*** TASK DATA ***

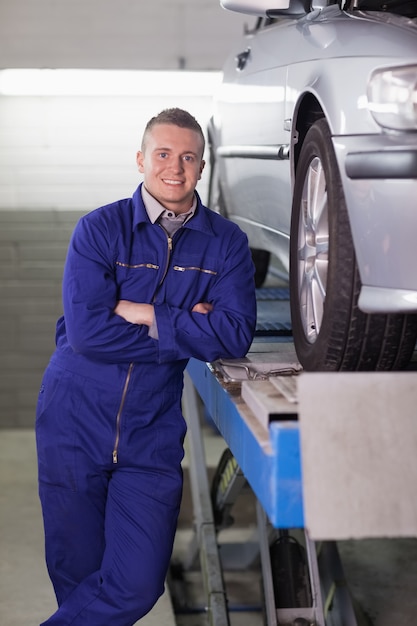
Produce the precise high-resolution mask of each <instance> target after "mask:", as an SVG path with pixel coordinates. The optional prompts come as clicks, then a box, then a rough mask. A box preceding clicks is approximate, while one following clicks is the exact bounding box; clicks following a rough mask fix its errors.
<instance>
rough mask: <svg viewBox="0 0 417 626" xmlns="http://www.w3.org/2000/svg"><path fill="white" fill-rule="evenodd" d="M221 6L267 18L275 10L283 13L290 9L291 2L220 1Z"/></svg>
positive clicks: (254, 0)
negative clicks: (282, 11) (286, 10)
mask: <svg viewBox="0 0 417 626" xmlns="http://www.w3.org/2000/svg"><path fill="white" fill-rule="evenodd" d="M220 4H221V6H222V7H223V8H224V9H228V10H229V11H237V12H238V13H247V14H248V15H258V16H266V15H267V14H268V13H269V12H271V11H274V10H275V11H277V10H278V11H282V10H285V9H288V7H289V6H290V0H220Z"/></svg>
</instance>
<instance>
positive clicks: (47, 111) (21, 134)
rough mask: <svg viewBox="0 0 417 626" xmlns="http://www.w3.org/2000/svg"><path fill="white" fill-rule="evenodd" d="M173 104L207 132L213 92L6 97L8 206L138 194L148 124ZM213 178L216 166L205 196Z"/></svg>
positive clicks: (41, 203) (81, 204)
mask: <svg viewBox="0 0 417 626" xmlns="http://www.w3.org/2000/svg"><path fill="white" fill-rule="evenodd" d="M169 106H180V107H183V108H186V109H187V110H189V111H190V112H191V113H192V114H193V115H194V116H195V117H196V118H197V119H198V121H199V122H200V124H201V125H202V127H203V130H204V131H205V128H206V125H207V122H208V119H209V117H210V114H211V98H210V97H200V98H197V97H195V98H181V97H169V96H167V97H165V98H159V97H158V98H157V97H147V98H143V97H139V96H138V97H133V96H132V97H105V96H96V97H83V96H62V97H52V96H43V97H42V96H36V97H35V96H33V97H32V96H3V97H0V209H8V210H19V209H23V210H25V209H26V210H27V209H29V210H32V209H33V210H35V209H36V210H38V209H56V210H83V211H84V210H91V209H94V208H96V207H97V206H100V205H102V204H106V203H108V202H111V201H113V200H117V199H119V198H123V197H127V196H130V195H131V194H132V193H133V191H134V190H135V188H136V186H137V185H138V183H139V182H140V180H141V178H140V175H139V173H138V172H137V168H136V162H135V157H136V152H137V150H138V149H139V147H140V140H141V137H142V133H143V129H144V126H145V124H146V122H147V121H148V119H149V118H150V117H152V116H153V115H155V114H156V113H158V112H159V111H160V110H162V109H163V108H166V107H169ZM207 181H208V170H207V171H206V172H205V173H204V175H203V178H202V180H201V181H200V183H199V186H198V190H199V192H200V194H201V195H202V197H203V200H205V199H206V195H207Z"/></svg>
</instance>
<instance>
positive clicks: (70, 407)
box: [36, 366, 80, 491]
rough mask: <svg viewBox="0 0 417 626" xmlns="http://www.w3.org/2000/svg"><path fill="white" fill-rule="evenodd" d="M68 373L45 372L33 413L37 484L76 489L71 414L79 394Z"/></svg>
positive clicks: (74, 489) (61, 370)
mask: <svg viewBox="0 0 417 626" xmlns="http://www.w3.org/2000/svg"><path fill="white" fill-rule="evenodd" d="M73 378H74V377H73V375H72V374H71V373H70V372H66V371H65V370H61V369H59V368H55V367H54V368H52V367H51V366H49V367H48V369H47V370H46V372H45V375H44V378H43V381H42V385H41V388H40V391H39V397H38V404H37V411H36V444H37V450H38V475H39V482H40V483H45V484H48V485H50V486H56V487H63V488H66V489H70V490H71V491H76V490H77V481H76V462H75V445H74V441H75V436H74V425H73V424H74V419H73V417H74V413H76V412H77V407H78V406H79V397H80V393H79V391H78V390H77V385H74V383H73Z"/></svg>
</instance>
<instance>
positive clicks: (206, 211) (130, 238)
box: [36, 187, 256, 626]
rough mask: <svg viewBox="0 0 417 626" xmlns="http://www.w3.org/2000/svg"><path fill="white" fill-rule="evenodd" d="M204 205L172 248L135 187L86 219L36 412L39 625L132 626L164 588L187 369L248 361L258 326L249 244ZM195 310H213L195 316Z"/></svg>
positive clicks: (174, 510)
mask: <svg viewBox="0 0 417 626" xmlns="http://www.w3.org/2000/svg"><path fill="white" fill-rule="evenodd" d="M197 202H198V204H197V211H196V214H195V216H194V217H193V218H192V219H191V220H189V221H188V222H186V223H185V225H184V226H183V227H182V228H181V229H180V230H179V231H177V232H176V233H175V234H174V236H173V238H172V240H171V238H170V237H168V236H167V234H166V232H165V231H164V230H163V229H162V228H161V227H160V226H159V225H158V224H152V223H151V221H150V220H149V218H148V215H147V212H146V209H145V206H144V204H143V201H142V197H141V192H140V187H139V188H138V189H137V190H136V192H135V193H134V195H133V197H132V198H129V199H126V200H121V201H119V202H116V203H113V204H110V205H107V206H105V207H102V208H100V209H97V210H95V211H92V212H91V213H89V214H87V215H86V216H84V217H83V218H81V220H80V221H79V222H78V224H77V226H76V228H75V230H74V233H73V236H72V238H71V242H70V245H69V250H68V256H67V260H66V265H65V270H64V278H63V303H64V316H63V317H62V318H60V319H59V320H58V322H57V330H56V350H55V352H54V354H53V356H52V357H51V360H50V363H49V365H48V367H47V369H46V371H45V374H44V378H43V381H42V385H41V389H40V393H39V400H38V407H37V415H36V436H37V449H38V464H39V467H38V471H39V494H40V499H41V504H42V511H43V517H44V528H45V544H46V562H47V567H48V571H49V574H50V577H51V580H52V583H53V585H54V589H55V593H56V597H57V601H58V607H59V608H58V610H57V611H56V612H55V613H54V614H53V615H52V616H51V617H50V618H49V619H48V620H46V621H45V622H43V626H46V625H47V626H69V625H70V624H71V625H72V626H110V624H111V626H131V625H132V624H134V623H135V622H136V621H137V620H138V619H139V618H141V617H142V616H143V615H145V614H146V613H147V612H148V611H149V610H150V609H151V608H152V606H153V605H154V604H155V602H156V601H157V599H158V597H159V596H160V595H161V594H162V593H163V590H164V581H165V577H166V573H167V569H168V567H169V561H170V557H171V552H172V546H173V540H174V535H175V530H176V523H177V517H178V512H179V507H180V501H181V494H182V472H181V460H182V458H183V440H184V436H185V431H186V426H185V421H184V419H183V416H182V414H181V394H182V387H183V371H184V368H185V367H186V365H187V360H188V359H189V358H190V357H195V358H197V359H201V360H204V361H213V360H215V359H218V358H220V357H224V358H235V357H242V356H244V355H245V354H246V352H247V350H248V349H249V347H250V344H251V341H252V338H253V333H254V328H255V321H256V302H255V289H254V279H253V273H254V269H253V264H252V260H251V255H250V251H249V248H248V243H247V239H246V236H245V235H244V234H243V232H242V231H241V230H240V229H239V228H238V227H237V226H236V225H235V224H233V223H232V222H230V221H228V220H226V219H224V218H222V217H221V216H220V215H218V214H216V213H214V212H213V211H210V210H209V209H207V208H206V207H204V206H203V205H202V203H201V200H200V198H199V197H198V196H197ZM120 299H124V300H131V301H135V302H144V303H153V304H154V310H155V317H156V322H157V328H158V335H159V337H158V339H154V338H151V337H150V336H149V334H148V331H149V329H148V327H147V326H144V325H136V324H130V323H128V322H126V321H125V320H124V319H123V318H122V317H120V316H118V315H116V314H115V313H114V308H115V306H116V303H117V302H118V300H120ZM198 302H210V303H211V304H212V305H213V310H212V311H211V312H210V313H208V314H206V315H205V314H201V313H192V312H191V309H192V308H193V306H194V305H195V304H196V303H198Z"/></svg>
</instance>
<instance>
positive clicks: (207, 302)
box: [191, 302, 213, 315]
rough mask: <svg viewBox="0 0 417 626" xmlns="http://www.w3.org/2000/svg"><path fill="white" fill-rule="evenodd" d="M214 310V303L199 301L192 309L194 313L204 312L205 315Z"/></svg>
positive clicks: (191, 310)
mask: <svg viewBox="0 0 417 626" xmlns="http://www.w3.org/2000/svg"><path fill="white" fill-rule="evenodd" d="M212 310H213V305H212V304H210V302H198V303H197V304H195V305H194V306H193V308H192V309H191V311H192V312H193V313H203V314H204V315H207V313H210V311H212Z"/></svg>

*** End of TASK DATA ***

__DIRECTIONS__
Among the entries above, copy exactly only the lines starting with the one containing "373L45 372L33 413L37" and going through the one containing "205L172 248L135 187L86", both ends included.

__RESPONSE BELOW__
rough mask: <svg viewBox="0 0 417 626" xmlns="http://www.w3.org/2000/svg"><path fill="white" fill-rule="evenodd" d="M68 373L45 372L33 413L37 484L76 489L71 414L79 394Z"/></svg>
positive clicks: (74, 489) (61, 370)
mask: <svg viewBox="0 0 417 626" xmlns="http://www.w3.org/2000/svg"><path fill="white" fill-rule="evenodd" d="M73 378H74V377H73V375H72V374H71V373H70V372H66V371H65V370H61V369H59V368H55V367H54V368H52V367H51V366H49V367H48V369H47V370H46V372H45V375H44V378H43V381H42V385H41V388H40V391H39V397H38V404H37V411H36V444H37V450H38V475H39V482H40V483H45V484H48V485H50V486H56V487H63V488H66V489H70V490H71V491H76V490H77V481H76V462H75V445H74V441H75V436H74V425H73V424H74V419H73V417H74V413H76V412H77V407H78V406H79V397H80V393H79V391H78V390H77V385H74V383H73Z"/></svg>
</instance>
<instance>
positive clicks: (206, 211) (130, 238)
box: [36, 187, 256, 626]
rough mask: <svg viewBox="0 0 417 626" xmlns="http://www.w3.org/2000/svg"><path fill="white" fill-rule="evenodd" d="M204 205L172 248L135 187L86 219L36 412L39 625L132 626L164 588L187 369L248 361L258 326L249 244ZM195 310H213L195 316Z"/></svg>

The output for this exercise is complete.